====== Extracted material

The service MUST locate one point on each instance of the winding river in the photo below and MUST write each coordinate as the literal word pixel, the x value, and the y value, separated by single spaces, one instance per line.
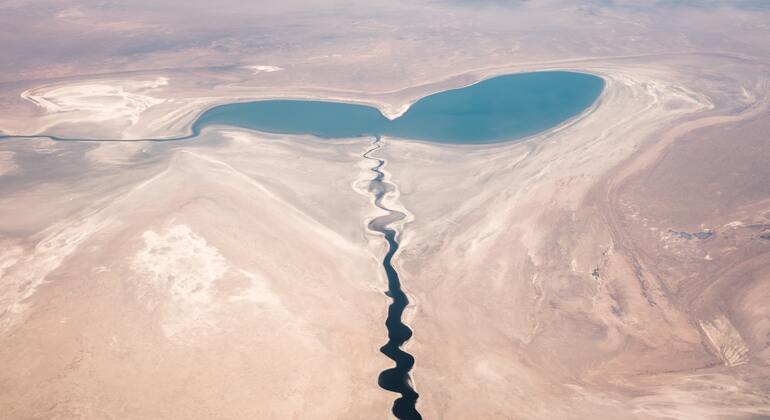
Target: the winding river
pixel 495 110
pixel 395 379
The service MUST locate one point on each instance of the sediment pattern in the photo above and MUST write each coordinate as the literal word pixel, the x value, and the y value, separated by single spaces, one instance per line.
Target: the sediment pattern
pixel 395 379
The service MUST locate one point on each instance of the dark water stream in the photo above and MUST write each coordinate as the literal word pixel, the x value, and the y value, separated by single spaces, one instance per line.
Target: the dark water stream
pixel 395 379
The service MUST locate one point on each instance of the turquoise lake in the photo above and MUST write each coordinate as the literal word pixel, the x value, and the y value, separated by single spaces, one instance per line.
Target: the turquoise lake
pixel 493 110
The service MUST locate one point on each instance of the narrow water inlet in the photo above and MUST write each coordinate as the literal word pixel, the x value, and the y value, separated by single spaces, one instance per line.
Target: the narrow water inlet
pixel 395 379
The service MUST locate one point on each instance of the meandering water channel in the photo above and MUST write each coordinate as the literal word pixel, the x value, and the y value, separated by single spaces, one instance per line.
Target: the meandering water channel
pixel 395 379
pixel 494 110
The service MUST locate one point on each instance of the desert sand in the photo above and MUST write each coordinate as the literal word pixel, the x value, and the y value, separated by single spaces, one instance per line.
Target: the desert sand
pixel 617 266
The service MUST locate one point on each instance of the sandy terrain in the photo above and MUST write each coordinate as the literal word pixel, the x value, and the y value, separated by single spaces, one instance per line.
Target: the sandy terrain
pixel 615 267
pixel 135 289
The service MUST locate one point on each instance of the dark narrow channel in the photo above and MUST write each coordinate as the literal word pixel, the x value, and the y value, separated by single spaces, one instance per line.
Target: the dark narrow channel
pixel 395 379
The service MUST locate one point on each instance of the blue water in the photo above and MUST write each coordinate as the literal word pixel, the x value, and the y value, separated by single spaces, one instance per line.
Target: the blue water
pixel 494 110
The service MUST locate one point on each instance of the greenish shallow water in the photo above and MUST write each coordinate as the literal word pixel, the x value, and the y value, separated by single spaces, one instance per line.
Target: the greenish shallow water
pixel 494 110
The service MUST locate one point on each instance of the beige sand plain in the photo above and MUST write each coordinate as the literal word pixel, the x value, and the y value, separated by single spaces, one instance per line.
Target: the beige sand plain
pixel 615 267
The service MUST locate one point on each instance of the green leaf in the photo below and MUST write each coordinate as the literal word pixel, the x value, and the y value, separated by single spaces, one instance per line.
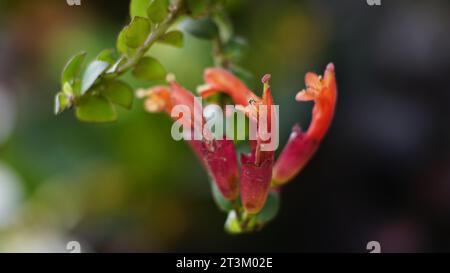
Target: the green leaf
pixel 197 8
pixel 138 8
pixel 270 209
pixel 121 43
pixel 157 10
pixel 95 108
pixel 149 69
pixel 173 38
pixel 118 93
pixel 223 204
pixel 116 65
pixel 72 68
pixel 202 28
pixel 225 26
pixel 106 55
pixel 137 32
pixel 67 89
pixel 93 71
pixel 232 224
pixel 62 102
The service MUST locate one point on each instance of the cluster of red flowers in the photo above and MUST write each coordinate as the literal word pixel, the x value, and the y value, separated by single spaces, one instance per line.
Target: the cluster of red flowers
pixel 258 171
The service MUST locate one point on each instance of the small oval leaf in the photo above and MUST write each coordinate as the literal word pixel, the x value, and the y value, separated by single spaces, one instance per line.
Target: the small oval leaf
pixel 157 10
pixel 93 108
pixel 137 32
pixel 106 55
pixel 93 71
pixel 173 38
pixel 138 8
pixel 72 68
pixel 149 69
pixel 62 102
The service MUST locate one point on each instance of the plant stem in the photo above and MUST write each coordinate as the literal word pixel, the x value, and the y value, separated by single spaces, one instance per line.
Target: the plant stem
pixel 157 32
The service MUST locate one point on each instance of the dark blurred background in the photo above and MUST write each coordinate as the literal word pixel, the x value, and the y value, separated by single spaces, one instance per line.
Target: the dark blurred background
pixel 382 173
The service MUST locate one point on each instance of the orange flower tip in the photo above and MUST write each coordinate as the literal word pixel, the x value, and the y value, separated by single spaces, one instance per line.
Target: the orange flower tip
pixel 265 79
pixel 304 95
pixel 330 67
pixel 154 104
pixel 170 78
pixel 296 130
pixel 204 88
pixel 141 93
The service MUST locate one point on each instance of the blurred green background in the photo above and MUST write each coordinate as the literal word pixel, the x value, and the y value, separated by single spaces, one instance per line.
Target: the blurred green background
pixel 382 173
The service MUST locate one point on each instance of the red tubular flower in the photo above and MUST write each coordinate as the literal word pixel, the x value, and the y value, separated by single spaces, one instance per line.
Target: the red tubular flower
pixel 256 167
pixel 302 146
pixel 218 156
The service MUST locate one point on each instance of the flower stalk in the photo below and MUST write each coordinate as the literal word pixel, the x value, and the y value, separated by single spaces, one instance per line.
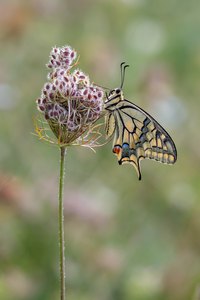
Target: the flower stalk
pixel 70 104
pixel 61 224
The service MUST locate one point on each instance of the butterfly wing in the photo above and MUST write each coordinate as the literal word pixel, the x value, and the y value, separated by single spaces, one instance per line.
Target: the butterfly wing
pixel 137 136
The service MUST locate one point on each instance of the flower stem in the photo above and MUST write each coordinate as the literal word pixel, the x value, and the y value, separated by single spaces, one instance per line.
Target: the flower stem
pixel 61 224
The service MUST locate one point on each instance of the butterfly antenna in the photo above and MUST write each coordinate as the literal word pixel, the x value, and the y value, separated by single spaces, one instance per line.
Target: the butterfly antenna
pixel 123 68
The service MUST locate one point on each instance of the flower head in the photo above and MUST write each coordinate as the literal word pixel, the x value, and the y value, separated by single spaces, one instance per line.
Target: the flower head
pixel 69 102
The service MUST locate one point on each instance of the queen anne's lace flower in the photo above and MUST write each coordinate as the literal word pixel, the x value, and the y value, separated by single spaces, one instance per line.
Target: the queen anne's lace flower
pixel 69 101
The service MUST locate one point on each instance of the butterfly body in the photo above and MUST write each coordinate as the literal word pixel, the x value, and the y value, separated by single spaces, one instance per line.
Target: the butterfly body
pixel 137 135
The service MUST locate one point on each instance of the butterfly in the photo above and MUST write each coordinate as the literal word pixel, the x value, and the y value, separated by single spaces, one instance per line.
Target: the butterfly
pixel 137 135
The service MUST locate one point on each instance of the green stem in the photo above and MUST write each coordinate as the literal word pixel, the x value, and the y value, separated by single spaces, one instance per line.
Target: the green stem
pixel 61 224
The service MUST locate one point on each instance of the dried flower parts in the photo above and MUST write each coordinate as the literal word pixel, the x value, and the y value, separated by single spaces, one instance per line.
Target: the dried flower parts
pixel 70 103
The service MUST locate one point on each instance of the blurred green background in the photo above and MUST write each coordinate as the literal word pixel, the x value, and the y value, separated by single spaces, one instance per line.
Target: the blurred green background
pixel 125 239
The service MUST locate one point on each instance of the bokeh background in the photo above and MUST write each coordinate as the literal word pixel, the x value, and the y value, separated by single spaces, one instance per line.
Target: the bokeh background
pixel 124 239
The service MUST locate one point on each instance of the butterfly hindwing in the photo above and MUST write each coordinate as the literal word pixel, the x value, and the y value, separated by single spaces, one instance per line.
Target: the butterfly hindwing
pixel 137 136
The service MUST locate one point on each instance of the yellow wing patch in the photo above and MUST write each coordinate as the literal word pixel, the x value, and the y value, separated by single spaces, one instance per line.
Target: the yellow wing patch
pixel 138 136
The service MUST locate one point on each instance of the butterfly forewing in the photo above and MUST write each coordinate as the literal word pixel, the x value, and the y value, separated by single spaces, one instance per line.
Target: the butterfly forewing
pixel 137 136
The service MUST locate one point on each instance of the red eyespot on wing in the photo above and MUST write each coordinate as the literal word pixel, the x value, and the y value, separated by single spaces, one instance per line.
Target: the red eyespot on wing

============

Put every line of the records above into a JSON list of strings, one string per line, with blank lines left out. Leave out the pictures.

[
  "The service MUST locate one point on each instance of the winding river in the photo below and MUST write each coordinate as the literal word pixel, the x value, and the y value, separated by single spaces, one instance per line.",
  "Target: the winding river",
  "pixel 495 110",
  "pixel 395 379",
  "The service MUST locate one point on each instance of the sediment pattern in the photo above and MUST write each coordinate as the literal word pixel, the x value, and the y value, separated by single spaces, one instance per line.",
  "Target: the sediment pattern",
  "pixel 395 379",
  "The service MUST locate one point on each instance of the dark water stream in the photo above and MUST write each coordinate as the literal word pixel, the x value, and the y value, separated by single spaces, one instance per line.",
  "Target: the dark water stream",
  "pixel 395 379",
  "The service MUST locate one point on each instance of the turquoise lake in the photo above and MUST write each coordinate as the literal word pixel, the x value, and the y value, separated by single spaces, one instance per line.",
  "Target: the turquoise lake",
  "pixel 493 110",
  "The service MUST locate one point on each instance of the narrow water inlet in the photo above and MUST write each coordinate as the literal word pixel, the x value, and the y value, separated by single spaces, one instance per line.",
  "Target: the narrow water inlet",
  "pixel 395 379",
  "The service MUST locate one point on each instance of the meandering water channel in the photo above and MUST write each coordinate as the literal word pixel, the x value, and the y value, separated by single spaces, one instance per line.",
  "Target: the meandering water channel",
  "pixel 395 379",
  "pixel 494 110",
  "The service MUST locate one point on each instance of the desert sand in the photo above and MUST write each coordinate as the literal word pixel, the x value, and the y value, separated by single spaces, one instance per line.",
  "Target: the desert sand",
  "pixel 617 266",
  "The service MUST locate one point on each instance of the sandy terrain in the photo above and MUST write each coordinate as the literal word pixel, the x value, and the y value, separated by single spaces, one instance per line.",
  "Target: the sandy terrain",
  "pixel 615 267",
  "pixel 135 289",
  "The service MUST locate one point on each instance of the dark narrow channel in the photo above and MUST write each coordinate as the literal word pixel, the x value, and the y value, separated by single spaces, one instance per line.",
  "Target: the dark narrow channel",
  "pixel 395 379",
  "The service MUST locate one point on each instance of the blue water in the photo above and MUST write each coordinate as the literal word pixel, the x value, and the y value, separated by single spaces, one instance per line.",
  "Target: the blue water",
  "pixel 494 110",
  "The service MUST locate one point on each instance of the greenish shallow water in the photo above and MUST write each coordinate as the literal word pixel, the x value, and the y value, separated by single spaces, one instance per line.",
  "Target: the greenish shallow water",
  "pixel 494 110",
  "The service MUST locate one point on each instance of the beige sand plain in the photo above and MUST write each coordinate as the literal word pixel, the x value, and the y value, separated by single spaces, one instance per line.",
  "Target: the beige sand plain",
  "pixel 615 267",
  "The service MUST locate one point on each instance of the green leaf in the photo below and MUST write each coordinate as the literal word pixel, the x value, and the y value, separated by single spaces, one instance per line.",
  "Target: the green leaf",
  "pixel 197 8",
  "pixel 138 8",
  "pixel 270 209",
  "pixel 121 43",
  "pixel 157 10",
  "pixel 95 108",
  "pixel 149 69",
  "pixel 173 38",
  "pixel 118 93",
  "pixel 223 204",
  "pixel 116 65",
  "pixel 72 68",
  "pixel 202 28",
  "pixel 225 26",
  "pixel 106 55",
  "pixel 137 32",
  "pixel 67 89",
  "pixel 93 71",
  "pixel 232 224",
  "pixel 62 102",
  "The service MUST locate one point on each instance of the cluster of red flowers in the photo above and MUST write each coordinate as the literal word pixel, the x value, and the y value, separated by single spaces, one instance per line.",
  "Target: the cluster of red flowers",
  "pixel 258 171",
  "The service MUST locate one point on each instance of the small oval leaf in the photo above and MUST write each coordinate as the literal word pixel, the x value, and the y value, separated by single spaces, one instance per line.",
  "Target: the small oval leaf",
  "pixel 157 10",
  "pixel 93 108",
  "pixel 137 32",
  "pixel 106 55",
  "pixel 93 71",
  "pixel 173 38",
  "pixel 138 8",
  "pixel 72 68",
  "pixel 149 69",
  "pixel 62 102",
  "The service MUST locate one point on each instance of the plant stem in the photo above and MUST write each coordinate as the literal word pixel, the x value, and the y value, separated by single spaces, one instance per line.",
  "Target: the plant stem",
  "pixel 157 32",
  "The service MUST locate one point on each instance of the dark blurred background in the photo above and MUST write each coordinate as the literal word pixel, the x value, and the y value, separated by single spaces, one instance per line.",
  "Target: the dark blurred background",
  "pixel 382 173",
  "The service MUST locate one point on each instance of the orange flower tip in the photo above and MUST write each coordinate as the literal word pixel, the x value, and the y value, separated by single spaces, one instance per line.",
  "Target: the orange flower tip",
  "pixel 265 79",
  "pixel 304 95",
  "pixel 330 67",
  "pixel 154 104",
  "pixel 170 78",
  "pixel 296 130",
  "pixel 204 88",
  "pixel 141 93",
  "The service MUST locate one point on each instance of the blurred green background in the photo above and MUST write each coordinate as the literal word pixel, the x value, and the y value, separated by single spaces, one instance per line.",
  "Target: the blurred green background",
  "pixel 382 173",
  "The service MUST locate one point on each instance of the red tubular flower in the photo above and MUST write each coordinate as the literal word pixel, the x value, and the y value, separated by single spaces, one instance per line.",
  "Target: the red tubular flower",
  "pixel 256 167",
  "pixel 302 146",
  "pixel 218 156",
  "The service MUST locate one point on each instance of the flower stalk in the photo below and MUST write each coordinate as the literal word pixel, the x value, and the y value, separated by single spaces, one instance per line.",
  "Target: the flower stalk",
  "pixel 70 104",
  "pixel 61 224",
  "The service MUST locate one point on each instance of the butterfly wing in the photo above and MUST write each coordinate as the literal word pixel, the x value, and the y value, separated by single spaces, one instance per line.",
  "Target: the butterfly wing",
  "pixel 137 136",
  "The service MUST locate one point on each instance of the flower stem in the photo above and MUST write each coordinate as the literal word pixel, the x value, and the y value, separated by single spaces, one instance per line.",
  "Target: the flower stem",
  "pixel 61 224",
  "The service MUST locate one point on each instance of the butterfly antenna in the photo above and MUST write each coordinate as the literal word pixel, the x value, and the y value, separated by single spaces, one instance per line.",
  "Target: the butterfly antenna",
  "pixel 123 68",
  "The service MUST locate one point on each instance of the flower head in the photo above and MUST write each coordinate as the literal word pixel, the x value, and the y value, separated by single spaces, one instance per line.",
  "Target: the flower head",
  "pixel 69 102",
  "The service MUST locate one point on each instance of the queen anne's lace flower in the photo above and MUST write each coordinate as the literal word pixel, the x value, and the y value, separated by single spaces, one instance per line.",
  "Target: the queen anne's lace flower",
  "pixel 69 101",
  "The service MUST locate one point on each instance of the butterfly body in the photo above and MUST write each coordinate as the literal word pixel, the x value, and the y value, separated by single spaces, one instance per line.",
  "Target: the butterfly body",
  "pixel 137 135",
  "The service MUST locate one point on each instance of the butterfly in the photo above and MUST write each coordinate as the literal word pixel, the x value, and the y value, separated by single spaces, one instance per line.",
  "Target: the butterfly",
  "pixel 137 135",
  "The service MUST locate one point on each instance of the green stem in the photo above and MUST write each coordinate as the literal word pixel, the x value, and the y value, separated by single spaces, one instance per line.",
  "Target: the green stem",
  "pixel 61 224",
  "The service MUST locate one point on each instance of the dried flower parts in the photo above and MUST write each coordinate as the literal word pixel, the x value, and the y value, separated by single spaces, one instance per line.",
  "Target: the dried flower parts",
  "pixel 70 103",
  "The service MUST locate one point on each instance of the blurred green background in the photo above and MUST write each coordinate as the literal word pixel, the x value, and the y value, separated by single spaces, one instance per line.",
  "Target: the blurred green background",
  "pixel 125 239",
  "The service MUST locate one point on each instance of the bokeh background in the photo above and MUST write each coordinate as the literal word pixel, the x value, and the y value, separated by single spaces, one instance per line.",
  "Target: the bokeh background",
  "pixel 124 239",
  "The service MUST locate one point on each instance of the butterfly hindwing in the photo above and MUST write each coordinate as the literal word pixel, the x value, and the y value, separated by single spaces, one instance per line.",
  "Target: the butterfly hindwing",
  "pixel 137 136",
  "The service MUST locate one point on each instance of the yellow wing patch in the photo above and MUST write each coordinate as the literal word pixel, the x value, and the y value, separated by single spaces, one instance per line.",
  "Target: the yellow wing patch",
  "pixel 138 136",
  "The service MUST locate one point on each instance of the butterfly forewing in the photo above and MUST write each coordinate as the literal word pixel, the x value, and the y value, separated by single spaces, one instance per line.",
  "Target: the butterfly forewing",
  "pixel 137 136",
  "The service MUST locate one point on each instance of the red eyespot on wing in the photo above and MUST write each coordinate as the literal word pixel, the x value, and the y value, separated by single spaces, one instance per line.",
  "Target: the red eyespot on wing"
]